While many of our recent articles have highlighted the extreme sacrifices made by some of the genealogy members of Bezalel, the Chief Architect of the Tabernacle, our last article touched on the weekly day of rest that God generously set aside for His People. While God expects us to be willing to give our all to Him, in return, we receive more rest and blessings than we could ever provide for ourselves. The building material requests God issued through Moses was greater than the wealth the previously enslaved Israelites could have ever produced during their time in bondage, but God made a way for them to not only willingly offer the required supplies, but also have enormous wealth left over for themselves and their families.

God recognized the bondage that the Israelites had been under for four centuries and did not want His People to be forcibly compelled to contribute to or participate in the grand construction project of building the Tabernacle. He wanted Willing Hearts gifting the construction materials and the Wise Hearted to be joyously fabricating its many components.

This is completely counter to the mentality we see in Pharaoh during Moses and Aaron’s first meeting with Egypt’s ruler. Moses and Aaron were not there to ask for Israelite freedom, but simply a week to travel to and celebrate a festival in the desert and offer sacrifices to God. Pharaoh did not recognize the Israelite’s True God, and in response, Pharaoh decided to no longer provide straw for the creation of bricks, and also forced the Israelites to provide their own straw to make them. While this dramatically increased their workload requirements, Pharaoh further punished them by refusing to decrease the number of mandated bricks, and also presses the slave drivers and task masters to increase their harassment of the enslaved Israelites.

Straw/hay served a tremendously fundamental role in the Israelite’s household economy. By requiring them to provide their own straw to produce bricks, it severely reduced the amount of extra feed for their herds. This would have cut off an extremely important source of additional fats and proteins from their domesticated animals’ milk and meat, which would have helped round out many nutritional limits they would have had on a meager slave’s diet. Needing to limit the size of their flocks also diminished wool production and made clothing manufacturing more costly. Straw was not only used to bake the bricks, but was most likely a standard source of fuel for cooking and keeping homes warm. Straw was also used in their own home building projects. Aside from using straw to strengthen clay bricks and prevent them from drying out and cracking, straw was used to layer thatched roofs and as bedding.

Pharaoh understood that by no longer providing straw for the production of bricks, and requiring it to be supplied by the Israelite slaves, it would financially devastate their families by compromising the most basic of essentials: food, fuel, clothing, and housing.

God, in contrast, asks for comparatively luxurious items for the construction of the Tabernacle. Precious metals, richly dyed yarns, fine linens, precious stones and gems (ref. Exodus 25:3-7; 35:5-9) especially stand out. While this might seem like an even larger burden, asking for lavish supplies as construction materials, God had already overwhelmingly provided the resources needed.

- _Referring expression pointing data_:
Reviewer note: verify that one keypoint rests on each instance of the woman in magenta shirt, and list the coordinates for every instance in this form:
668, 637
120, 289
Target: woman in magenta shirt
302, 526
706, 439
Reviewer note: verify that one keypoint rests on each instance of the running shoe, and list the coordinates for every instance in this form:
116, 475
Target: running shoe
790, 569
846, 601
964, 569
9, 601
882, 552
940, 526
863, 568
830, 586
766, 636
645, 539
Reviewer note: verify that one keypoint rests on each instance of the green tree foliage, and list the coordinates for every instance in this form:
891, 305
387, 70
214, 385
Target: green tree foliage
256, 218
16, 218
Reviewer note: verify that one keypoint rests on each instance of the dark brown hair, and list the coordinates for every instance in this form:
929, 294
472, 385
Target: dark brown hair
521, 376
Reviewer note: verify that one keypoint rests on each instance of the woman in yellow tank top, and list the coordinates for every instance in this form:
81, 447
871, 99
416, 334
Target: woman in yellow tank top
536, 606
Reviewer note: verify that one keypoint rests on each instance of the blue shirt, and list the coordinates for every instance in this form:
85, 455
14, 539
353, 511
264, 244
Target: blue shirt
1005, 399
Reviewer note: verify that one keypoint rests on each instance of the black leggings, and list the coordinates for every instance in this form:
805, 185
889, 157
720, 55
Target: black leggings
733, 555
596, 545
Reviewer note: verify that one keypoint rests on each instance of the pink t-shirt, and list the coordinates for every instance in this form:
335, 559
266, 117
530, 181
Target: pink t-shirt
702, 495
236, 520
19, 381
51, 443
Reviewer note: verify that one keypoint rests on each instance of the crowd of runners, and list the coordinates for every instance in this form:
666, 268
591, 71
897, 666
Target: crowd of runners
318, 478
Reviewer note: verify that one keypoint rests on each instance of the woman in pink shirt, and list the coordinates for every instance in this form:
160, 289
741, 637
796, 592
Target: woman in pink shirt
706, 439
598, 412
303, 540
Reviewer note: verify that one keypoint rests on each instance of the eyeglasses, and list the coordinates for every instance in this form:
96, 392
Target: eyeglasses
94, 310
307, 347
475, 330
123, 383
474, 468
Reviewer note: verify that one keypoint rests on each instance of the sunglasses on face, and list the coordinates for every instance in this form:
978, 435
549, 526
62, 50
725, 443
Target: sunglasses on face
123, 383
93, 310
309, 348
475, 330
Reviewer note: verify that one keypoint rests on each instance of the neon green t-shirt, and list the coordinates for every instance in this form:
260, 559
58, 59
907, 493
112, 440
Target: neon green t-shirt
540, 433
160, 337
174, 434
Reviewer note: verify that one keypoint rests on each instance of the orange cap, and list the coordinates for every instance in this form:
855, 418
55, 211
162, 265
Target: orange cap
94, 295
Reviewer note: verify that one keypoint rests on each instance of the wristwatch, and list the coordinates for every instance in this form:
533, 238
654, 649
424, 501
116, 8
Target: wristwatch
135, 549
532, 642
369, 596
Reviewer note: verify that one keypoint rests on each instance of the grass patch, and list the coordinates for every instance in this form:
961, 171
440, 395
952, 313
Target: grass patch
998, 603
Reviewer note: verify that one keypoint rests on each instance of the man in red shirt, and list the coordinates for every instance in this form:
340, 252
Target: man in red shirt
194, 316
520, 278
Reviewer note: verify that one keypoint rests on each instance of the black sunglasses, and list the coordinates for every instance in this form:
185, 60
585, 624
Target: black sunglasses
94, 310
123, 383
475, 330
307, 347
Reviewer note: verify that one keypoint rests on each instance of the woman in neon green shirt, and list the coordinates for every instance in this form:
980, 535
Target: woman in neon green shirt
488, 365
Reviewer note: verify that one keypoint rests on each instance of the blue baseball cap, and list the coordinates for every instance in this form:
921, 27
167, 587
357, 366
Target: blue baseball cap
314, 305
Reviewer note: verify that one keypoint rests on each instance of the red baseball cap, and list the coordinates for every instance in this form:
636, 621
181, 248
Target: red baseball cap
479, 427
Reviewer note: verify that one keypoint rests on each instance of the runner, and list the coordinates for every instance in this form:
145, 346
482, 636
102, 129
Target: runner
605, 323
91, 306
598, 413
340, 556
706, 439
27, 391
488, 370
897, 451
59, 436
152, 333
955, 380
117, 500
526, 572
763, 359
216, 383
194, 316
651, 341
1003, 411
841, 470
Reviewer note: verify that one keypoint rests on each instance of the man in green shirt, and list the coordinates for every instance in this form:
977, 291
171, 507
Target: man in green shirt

- _Work required_: Continue the passage about the Tabernacle offerings and Pharaoh's straw decree, starting after its final sentence.

- _Answer_:
During Moses’ first interaction with God, as the voice in the burning bush, God promised that He would “grant [His] People such favor in the sight of the Egyptians that when [they] leave, [they] will not go away empty-handed” (ref. Exodus 3:21-22). When preparing for the night of the plague on the firstborn, God instructs Moses to tell “men and woman alike [to] ask their neighbors for articles of silver and gold” (ref. Exodus 11:2-30). “The Israelites did as Moses instructed and asked the Egyptians for articles of silver and gold and for clothing” and since “the Lord had made the Egyptians so favorably disposed toward the [Israelites], they gave them what they asked for” (Exodus 12:35-36).

This moment of God’s Providence is immortalized in Psalm 105:37, when the Psalmist sings that “He brought Israel out with silver and gold, and none among His tribes stumbled”. God’s prosperity was not limited to material wealth but was also seen in the good favor that the Egyptians had regarding the Israelites, which made them inclined to liberally bless them as they left. Perhaps, even more astonishingly, even after the plagues that had damaged the entire country and years of backbreaking hard physical labor, none of the Israelites, who were part of the Exodus, were crippled with illness or other physical limitations, and instead left Egypt with strong and capable bodies.

In fact, God had already been planning for this rich abundance hundreds of years earlier, during His Covenant with Abraham. God informed Abraham that his “descendants [would] be strangers in a land that [was] not their own; [that] they [would] be enslaved and mistreated for four hundred years,” but that God would “judge the nation they serve as slaves, and afterwards [God’s People would] depart with many possessions” (ref. Genesis 15:14).

While the rulers of this world require tributes outside our capabilities, trying to force us to surrender our freedoms and basic living essentials, God instead offers regular rest and blessings which surpass what He requires of us. While the materials to build the Tabernacle were far beyond what they ever had as slaves, God lavished more than enough for the Israelites to willingly contribute as His Free People. Those who will be part of the PMT Campus will be underwriting a holy project that will pay back dividends through God’s Prosperity of Health, Wealth, and Favor.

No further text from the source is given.